## [DOCUMENT SEGMENT]
# Felling direction



## scotchguy (Sep 16, 2005)

Hi Guys,

I'm taking down a large pine on our property, 45" diameter at chainsaw height. It is not in danger of falling on the house but there are some branches on smaller, more delicate trees, that may get smashed as this thing comes down.

Now, I always fell a tree in the natural direction because I appreciate the weight involved and the all-pervasive nature of gravity.

However, my dad is much more of an optimist than me, and a lot more reckless. On more than one occasion when I was not present, he has had a tree move and trap his saw in the felling cut. This was followed by some desperately funny antics climbing an unstable tree to get a wire rope and a cable puller attached.

Anyway, back to this big pine. It is almost straight, but it clearly "wants" to go in one particular direction. My dad recons he can make it go the other way using felling wedges. So my question to you guys is about the proper use and purpose of felling wedges. Are they intended to move a tree against the natural felling direction or are they just for nudging a dead straight tree away from your felling cut.

Thanks in advance.


----------



## Oregon Engineer (Sep 16, 2005)

I've used falling wedges to move the top of a leaning tree 20'+ so I could fall it against it's natural lean. 

Your tree is 45" in diameter. 
1) How tall is it??
2) How far do you need to move the top of the tree before it will fall in the direction you want?

Given your answers to #1 and #2 and the diameter of the tree, it is a simple calcuation to determine how thick the wedges need to be to tip the tree over!! If the required thickness is more than that of two wedges combined, then it gets a bit more risky. If it is less than two wedges then it is a normal procedure.


----------



## smokechase II (Sep 17, 2005)

Wedging can be complicated. But it sounds like you *may* have a simple situation. 
Assuming everything else is copasetic. Some very important keys:
AAA) Make a plumb bob device, string with weight or something like that, and look your tree over very carefully from at least two different places that are at right angles to each other while you're 50' away from the base or so. Now place yourself directly under or directly behind the trees perceived lean then replumb. If all your senses then tell you that you are in line with its intended fall. You now know where it wants to go.
Remember that many conifer trees have two leans, (hardwoods approach infinity); your twisted pine could easily have that, so consider that 'usually' the highest lean has the greatest effect, (longest lever arm).
But don't forget about wind, limb weight on one side, rotten wood where you are cutting, root pull etc., affecting the direction of fall also.
Now; cut the face and start the back cut on your 40" + stem.
1) Establish your wedges before you actually need them, but not so soon that your chain cuts and/or removes them. 
2) Think of your wedge as insurance; do not drive a wedge hard into the back cut on insurance wedge early on. Just tap it reasonably snug. 
3) Watch the "People do stupid things" commercial with the guy dropping the tree on his car and think, maybe I'll just spend a couple bucks and have a local established bonded professional do the cutting and the wedging.

## [DATASET]
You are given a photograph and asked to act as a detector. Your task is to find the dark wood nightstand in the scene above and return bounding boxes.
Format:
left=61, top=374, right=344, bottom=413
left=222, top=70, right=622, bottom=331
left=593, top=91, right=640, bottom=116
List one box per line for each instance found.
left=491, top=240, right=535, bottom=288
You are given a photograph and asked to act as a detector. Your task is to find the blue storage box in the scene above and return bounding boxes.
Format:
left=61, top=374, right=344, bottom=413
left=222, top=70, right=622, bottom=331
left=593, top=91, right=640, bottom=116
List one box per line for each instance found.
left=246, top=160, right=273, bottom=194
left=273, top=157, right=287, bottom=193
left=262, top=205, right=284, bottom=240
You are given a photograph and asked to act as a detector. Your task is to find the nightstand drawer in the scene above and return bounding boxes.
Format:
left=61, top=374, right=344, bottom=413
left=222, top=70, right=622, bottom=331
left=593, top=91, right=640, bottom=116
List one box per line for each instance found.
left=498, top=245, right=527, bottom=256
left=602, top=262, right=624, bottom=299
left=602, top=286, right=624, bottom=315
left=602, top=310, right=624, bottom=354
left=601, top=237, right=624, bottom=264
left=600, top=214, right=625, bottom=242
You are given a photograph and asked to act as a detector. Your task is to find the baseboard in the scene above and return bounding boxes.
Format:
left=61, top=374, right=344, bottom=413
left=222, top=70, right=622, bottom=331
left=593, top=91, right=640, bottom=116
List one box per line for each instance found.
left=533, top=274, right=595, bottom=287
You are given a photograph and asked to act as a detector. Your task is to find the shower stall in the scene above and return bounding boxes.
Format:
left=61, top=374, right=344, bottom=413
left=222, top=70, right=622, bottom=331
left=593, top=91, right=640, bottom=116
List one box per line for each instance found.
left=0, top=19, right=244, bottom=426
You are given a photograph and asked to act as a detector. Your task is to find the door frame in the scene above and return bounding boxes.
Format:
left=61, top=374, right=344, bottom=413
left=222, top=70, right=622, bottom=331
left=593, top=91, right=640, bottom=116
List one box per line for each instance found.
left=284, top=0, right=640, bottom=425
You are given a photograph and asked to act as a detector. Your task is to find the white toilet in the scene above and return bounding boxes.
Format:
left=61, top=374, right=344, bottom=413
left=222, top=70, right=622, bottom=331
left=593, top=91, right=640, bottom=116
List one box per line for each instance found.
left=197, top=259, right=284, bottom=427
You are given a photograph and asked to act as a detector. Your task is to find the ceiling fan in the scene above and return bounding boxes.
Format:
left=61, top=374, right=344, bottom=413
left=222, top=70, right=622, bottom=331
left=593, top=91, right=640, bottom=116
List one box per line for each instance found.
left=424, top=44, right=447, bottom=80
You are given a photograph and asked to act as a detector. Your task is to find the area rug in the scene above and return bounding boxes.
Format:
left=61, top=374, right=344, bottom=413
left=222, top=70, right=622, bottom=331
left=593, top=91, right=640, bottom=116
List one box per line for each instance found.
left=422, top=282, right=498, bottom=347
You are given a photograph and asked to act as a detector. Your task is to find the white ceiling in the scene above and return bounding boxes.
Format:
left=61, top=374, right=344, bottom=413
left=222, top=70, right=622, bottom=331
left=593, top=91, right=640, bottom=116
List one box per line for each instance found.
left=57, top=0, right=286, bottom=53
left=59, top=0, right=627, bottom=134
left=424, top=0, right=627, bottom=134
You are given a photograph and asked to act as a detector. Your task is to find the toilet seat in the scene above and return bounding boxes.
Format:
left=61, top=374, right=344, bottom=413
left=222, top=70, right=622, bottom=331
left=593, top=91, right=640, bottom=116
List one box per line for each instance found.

## [WORK TO COMPLETE]
1 – In the felling-direction thread, condense the paragraph beginning "Given your answers to #1 and #2" into a shorter version that keeps its main facts.
2 – Return, without any change, the part of the felling-direction thread that opens with the words containing "Wedging can be" and closes with "(longest lever arm).".

## [ANSWERS PER TASK]
1 – With the tree's height, the distance its top must move, and its diameter, calculating the wedge thickness needed to tip the tree is simple. If that thickness exceeds two wedges combined, the job becomes riskier; if it is less, it is a normal procedure.

2 –
Wedging can be complicated. But it sounds like you *may* have a simple situation. 
Assuming everything else is copasetic. Some very important keys:
AAA) Make a plumb bob device, string with weight or something like that, and look your tree over very carefully from at least two different places that are at right angles to each other while you're 50' away from the base or so. Now place yourself directly under or directly behind the trees perceived lean then replumb. If all your senses then tell you that you are in line with its intended fall. You now know where it wants to go.
Remember that many conifer trees have two leans, (hardwoods approach infinity); your twisted pine could easily have that, so consider that 'usually' the highest lean has the greatest effect, (longest lever arm).